EXERCISE BRIEF: Please reproduce the data below exactly, from the first line to the last.

Stored data entries

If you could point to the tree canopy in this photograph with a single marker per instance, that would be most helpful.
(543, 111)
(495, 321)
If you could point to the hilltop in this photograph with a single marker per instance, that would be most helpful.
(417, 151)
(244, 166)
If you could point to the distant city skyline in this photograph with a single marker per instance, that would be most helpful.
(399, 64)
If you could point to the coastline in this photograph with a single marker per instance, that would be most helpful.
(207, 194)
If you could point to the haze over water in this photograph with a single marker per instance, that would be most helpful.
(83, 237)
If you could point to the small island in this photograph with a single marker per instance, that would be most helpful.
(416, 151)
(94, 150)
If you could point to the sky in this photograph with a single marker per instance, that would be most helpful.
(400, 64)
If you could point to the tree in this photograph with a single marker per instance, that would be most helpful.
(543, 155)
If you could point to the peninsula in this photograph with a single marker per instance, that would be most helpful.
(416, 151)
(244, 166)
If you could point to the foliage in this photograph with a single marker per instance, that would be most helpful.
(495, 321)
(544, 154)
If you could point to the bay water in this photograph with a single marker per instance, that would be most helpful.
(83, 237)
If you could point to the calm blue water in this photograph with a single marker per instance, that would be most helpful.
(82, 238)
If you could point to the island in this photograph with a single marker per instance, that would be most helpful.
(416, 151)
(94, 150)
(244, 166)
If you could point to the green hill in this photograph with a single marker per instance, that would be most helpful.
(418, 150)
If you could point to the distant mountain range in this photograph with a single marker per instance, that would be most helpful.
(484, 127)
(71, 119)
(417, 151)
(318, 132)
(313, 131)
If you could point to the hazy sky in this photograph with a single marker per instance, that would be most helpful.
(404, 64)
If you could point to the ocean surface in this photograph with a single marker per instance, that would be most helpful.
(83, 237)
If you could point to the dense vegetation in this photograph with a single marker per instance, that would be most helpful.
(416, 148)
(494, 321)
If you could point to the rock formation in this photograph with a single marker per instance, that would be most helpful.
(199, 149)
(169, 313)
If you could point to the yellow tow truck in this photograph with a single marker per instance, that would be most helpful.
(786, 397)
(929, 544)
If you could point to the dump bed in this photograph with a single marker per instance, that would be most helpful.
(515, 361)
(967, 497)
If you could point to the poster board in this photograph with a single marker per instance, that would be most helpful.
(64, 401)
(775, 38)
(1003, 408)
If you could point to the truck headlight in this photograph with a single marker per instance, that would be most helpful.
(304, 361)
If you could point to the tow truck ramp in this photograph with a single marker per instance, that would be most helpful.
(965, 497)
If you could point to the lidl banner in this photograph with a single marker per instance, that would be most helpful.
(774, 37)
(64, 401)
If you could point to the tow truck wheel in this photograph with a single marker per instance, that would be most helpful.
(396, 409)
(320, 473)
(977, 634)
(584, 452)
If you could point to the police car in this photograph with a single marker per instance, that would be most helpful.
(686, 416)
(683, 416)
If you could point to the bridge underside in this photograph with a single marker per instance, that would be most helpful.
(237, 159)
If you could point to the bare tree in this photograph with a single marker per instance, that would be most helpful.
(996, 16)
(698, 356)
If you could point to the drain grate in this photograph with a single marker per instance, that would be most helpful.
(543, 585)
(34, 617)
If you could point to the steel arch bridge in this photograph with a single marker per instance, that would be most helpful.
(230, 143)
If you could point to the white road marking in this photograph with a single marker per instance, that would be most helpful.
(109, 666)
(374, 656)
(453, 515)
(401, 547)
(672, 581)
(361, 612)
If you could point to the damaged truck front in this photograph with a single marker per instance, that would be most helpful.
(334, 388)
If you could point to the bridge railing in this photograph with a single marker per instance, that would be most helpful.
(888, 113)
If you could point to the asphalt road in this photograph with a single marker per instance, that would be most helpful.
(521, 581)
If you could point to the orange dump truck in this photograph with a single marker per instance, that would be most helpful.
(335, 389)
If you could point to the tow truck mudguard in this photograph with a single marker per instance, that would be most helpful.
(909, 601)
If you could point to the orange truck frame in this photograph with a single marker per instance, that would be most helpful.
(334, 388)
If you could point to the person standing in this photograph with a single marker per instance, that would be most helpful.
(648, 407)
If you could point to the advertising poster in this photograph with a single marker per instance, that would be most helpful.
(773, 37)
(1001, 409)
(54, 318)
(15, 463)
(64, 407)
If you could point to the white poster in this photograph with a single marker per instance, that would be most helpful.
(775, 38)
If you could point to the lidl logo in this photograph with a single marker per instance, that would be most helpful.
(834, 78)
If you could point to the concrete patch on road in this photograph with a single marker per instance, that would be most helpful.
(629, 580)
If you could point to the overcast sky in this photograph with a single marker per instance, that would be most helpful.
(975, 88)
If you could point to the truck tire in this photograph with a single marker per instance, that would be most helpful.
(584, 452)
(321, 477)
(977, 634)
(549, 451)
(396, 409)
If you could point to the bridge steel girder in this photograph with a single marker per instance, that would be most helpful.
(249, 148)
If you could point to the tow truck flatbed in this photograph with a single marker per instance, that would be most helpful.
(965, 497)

ANSWER TO THIS EXERCISE:
If you could point to the tree canopy in this photograph with a single marker per instance, that would be most helpful.
(543, 111)
(495, 321)
If you could point to the hilltop in this photograph with a single marker per instance, that would be most helpful.
(417, 151)
(244, 166)
If you could point to the distant city skyline in this photograph with a single marker per instance, that would be most helpful.
(399, 64)
If you could point to the coastline in this photograph with a single marker per instance, that would be most helpful.
(207, 194)
If you could point to the haze over water in this photograph with a single marker per instance, that would be most helpful.
(83, 237)
If you could point to the small island in this photograph with a single marker per instance, that would be most helpful.
(416, 151)
(94, 150)
If you could point to the sky in this photograph with a single marker per instance, that would be most helpful.
(400, 64)
If you could point to the tree in this photograph with a single marker per instance, that would be most helpful.
(543, 155)
If you could point to the peninsula in this photograph with a single marker per instance, that would be most helpful.
(416, 151)
(244, 166)
If you could point to the foliage in this photograph with a single marker per instance, that would be most helpful.
(495, 321)
(544, 154)
If you could point to the bay water in this photograph with a single marker per instance, that would be most helpful.
(83, 237)
If you could point to the calm blue water in this photograph with a single marker per instance, that would be most helpful.
(82, 238)
If you could point to the island in this photograph with a single marker per instance, that would be most helpful.
(416, 151)
(94, 150)
(244, 166)
If you could point to the green hill in this photograph with a single marker per instance, that would be most helpful.
(418, 150)
If you could point to the distant mountain range in this photograph with a single marker per instance, that would be most helpful.
(484, 127)
(71, 119)
(417, 151)
(318, 132)
(313, 131)
If you could point to the hazy sky in this photograph with a single marker per instance, that would be most helpful.
(404, 64)
If you could point to the ocean surface in this photograph with a single marker per instance, that would be most helpful.
(83, 237)
If you could point to the dense vegetation in this photograph with a single marker per instance, that would be most helpful.
(416, 148)
(494, 321)
If you could point to the rock formation in this photograph with a single marker per instance, that would be most helpful.
(199, 149)
(169, 313)
If you could point to the yellow tow truck in this photograph with a single marker per instance, that would be most helpful.
(786, 397)
(929, 544)
If you could point to the dump bed in this photograph with a single marker per instance, that would be most helpful.
(515, 361)
(967, 497)
If you could point to the poster board in this photograph with a single marker per instance, that would be most helpful.
(64, 401)
(775, 38)
(1003, 408)
If you could point to the truck headlight in this photograph with a single marker per instance, that would be most helpful.
(304, 361)
If you could point to the tow truck ramp in this photograph with a single marker per instance, that would be most helpful.
(965, 497)
If you could point to the lidl banner in this photograph with a single marker per instance, that would be most helpful.
(774, 37)
(64, 401)
If you could point to the tow truck wheel in this photograph with a single marker per instance, that would be most helpful.
(396, 409)
(320, 473)
(977, 634)
(584, 452)
If you could point to the police car in this photograph with a single marker per instance, that would be most helpful.
(686, 416)
(683, 416)
If you could point to the bridge underside in this photograph with a single marker per instance, that would be most helpful.
(237, 159)
If you could point to the bare tree in this photograph with a single marker per instance, that would be most helpful.
(996, 16)
(698, 356)
If you could point to the drain grate in this photograph with a single marker per instance, that would be most helpful.
(543, 585)
(34, 617)
If you could point to the steel arch bridge in this photograph with a single marker per instance, that would be most helpful.
(230, 143)
If you could point to the white road marking in this photograph with a single marker per instance, that would be most helpful.
(109, 666)
(374, 656)
(453, 515)
(401, 547)
(672, 581)
(361, 612)
If you could point to the damaged truck front in this photograph with a single marker per instance, that would be most helpful.
(334, 388)
If you could point to the bridge railing in this photograph with a single marker per instance, that would be most helpful.
(888, 113)
If you could point to the asphalt road in this photograph with a single marker per instance, that would be most helpful.
(521, 581)
If you could point to the orange dump truck in this photograph with a single marker per instance, that would be most helpful.
(335, 389)
If you could point to the tow truck mudguard in this photograph with a single marker per instance, that would be most helpful.
(909, 601)
If you could point to the orange truck frame in this photograph with a single marker per instance, that would be most helpful.
(334, 388)
If you could point to the person standing in this photograph with a single marker per instance, that would be most helpful.
(648, 407)
If you could point to the advertising poster in this photograph with a single marker per instance, that would be most helpful.
(773, 37)
(1001, 409)
(54, 318)
(15, 463)
(64, 407)
If you could point to the white poster in this photograph with a single marker per instance, that would be most helpful.
(775, 38)
If you could point to the lidl logo in this photograph with a single marker per instance, that would be most helpful.
(834, 78)
If you could point to the concrete patch on road in this photograph with a single marker per instance, that would be most helpful.
(629, 580)
If you could point to the overcast sky in this photograph with a single marker per instance, that would be most helpful.
(975, 88)
If you could point to the truck tire in this photograph with a single marker per instance, that would be most helpful.
(584, 452)
(321, 477)
(977, 634)
(549, 451)
(396, 409)
If you could point to the bridge steel girder in this photograph with a single marker per instance, that would be most helpful.
(249, 148)
If you could point to the tow truck flatbed in this photograph with a single marker per instance, that would be most helpful.
(965, 497)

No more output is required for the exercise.